# Spray can "chrome"



## Rivnut (Feb 11, 2021)

I have a couple of so-so bikes as far as desirability is concerned but I'd still like for the (once) chrome plated plastic parts to look as nice as possible so painting them is my better choice.  What have you used that gives the best chrome look? The more mirror like shine the better.

Thanks,
Ed


----------



## GTs58 (Feb 11, 2021)

I've tried quite a few so called Chrome paints over the years with nothing meeting my expectations. There are numerous products on the market today that try to imitate chrome or say they do but I can't afford to test them all just for the fun of it. I'm a VHT fan, love their paint but have yet to try the one, #2 in this comparison. Also, if money or cost is not considered I'm sure you could find a product that's a dead ringer for chrome, like hydrochrome. 

Spaz Stix looks like it's worth a shot.


----------



## bloo (Feb 12, 2021)

Krylon Premium Metallic Original Chrome is pretty good, and by pretty good I mean it is orders of magnitude better than anything that was available even a decade ago. It still ain't chrome. You are probably going to want a chrome-smooth surface to shoot it on. YMMV. The picture looks like a full size spray can. It isn't. It's a tall skinny thing.





.


----------



## bricycle (Feb 12, 2021)

chrome powder coat isn't too bad


----------



## bikecrazy (Feb 12, 2021)

Spraying chrome paint over a black base is surprisingly effective


----------



## RustySprockets (Feb 12, 2021)

bricycle said:


> chrome powder coat isn't too bad



Except...it's probably not the best idea on plastic.


----------



## AndyA (Feb 12, 2021)

- _COLLECTED DATA_:
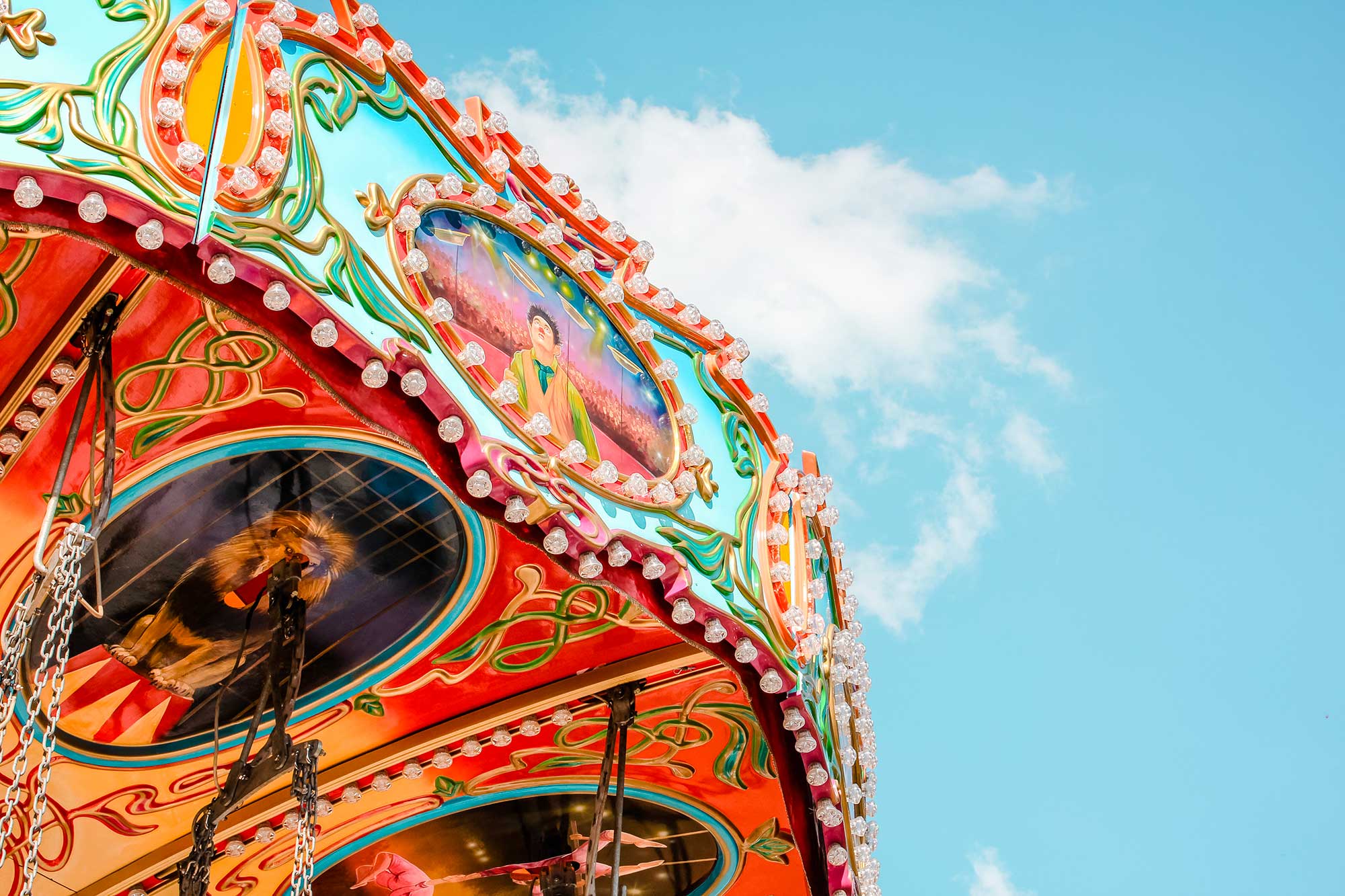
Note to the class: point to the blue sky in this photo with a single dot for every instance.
(1090, 447)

- _WHAT TO WORK ON_:
1: In the spray can chrome thread, do these statements agree with the text? (a) The Krylon chrome paint comes in a full-size spray can. (b) GTs58 likes VHT paint. (c) The parts Rivnut wants to paint are plastic. Answer yes or no for each, quoting the words of the thread that decide it.
2: Retype the spray can chrome thread from "# Spray can" to "shine the better.".
3: Continue the spray can chrome thread from where it stops.
The listing isn't needed for what comes next.

- _TASK ANSWERS_:
1:
(a) No: "The picture looks like a full size spray can. It isn't. It's a tall skinny thing."
(b) Yes: "I'm a VHT fan, love their paint"
(c) Yes: "chrome plated plastic parts"

2:
# Spray can "chrome"



## Rivnut (Feb 11, 2021)

I have a couple of so-so bikes as far as desirability is concerned but I'd still like for the (once) chrome plated plastic parts to look as nice as possible so painting them is my better choice.  What have you used that gives the best chrome look? The more mirror like shine the better.

3:
Like he says:


bloo said:


> It still ain't chrome.



However, it looks fine. Attached pics are plastic crank cap and plastic tail light on a Western Flyer Spaceliner clone. The original vacuum chroming had evaporated or whatever happens to it over 55 years. Rattle can was Rust-oleum Metallic Finish 7718 Chrome. Procedure: 1) Wet sand with 400 grit wet or dry sandpaper 2) Wipe with denatured alcohol 3) rattle away

View attachment 1356708

View attachment 1356709


----------



## AndyA (Feb 12, 2021)

Hhmm. Had an issue attaching pics to preceding post. Did better this time.


----------



## 5M3D1N4 (Feb 12, 2021)

bikecrazy said:


> Spraying chrome paint over a black base is surprisingly effective



That's what I heard too. A gloss black base then chrome on top of that.


----------



## Archie Sturmer (Feb 13, 2021)

I try not to pretend that the aluminum or silver paints looks anything like chrome, so I usually go for a darker metallic-gray hammer-tone or antique-pewter look.


----------



## phantom (Feb 13, 2021)

To me, if the surface is flat, chrome duct tape looks better than any spray I have seen.


----------



## RustySprockets (Feb 13, 2021)

Has anyone ever tried this stuff?


----------



## Grumpy Grampy (Feb 13, 2021)

I have given up on rattle can chrome. I've been trying to find a place that can rechrome some parts. So far no luck. Anyone know of one? I know they are out there just not where. Used to be one in New Orleans but apparently not anymore.


----------



## Rivnut (Feb 14, 2021)

There are a couple of places locally that do water chroming (PChrome) but that's more than I'm willing to pay for these two bikes. Google it for your area.


----------



## skiptooth (Mar 7, 2021)

Has anyone seen this hydro chrome ? and the u tube videos ? is it any good? and will it work on plastic ?alum.? and what does it cost? like to here your feed back ! Richard...


----------



## mikecuda (Mar 7, 2021)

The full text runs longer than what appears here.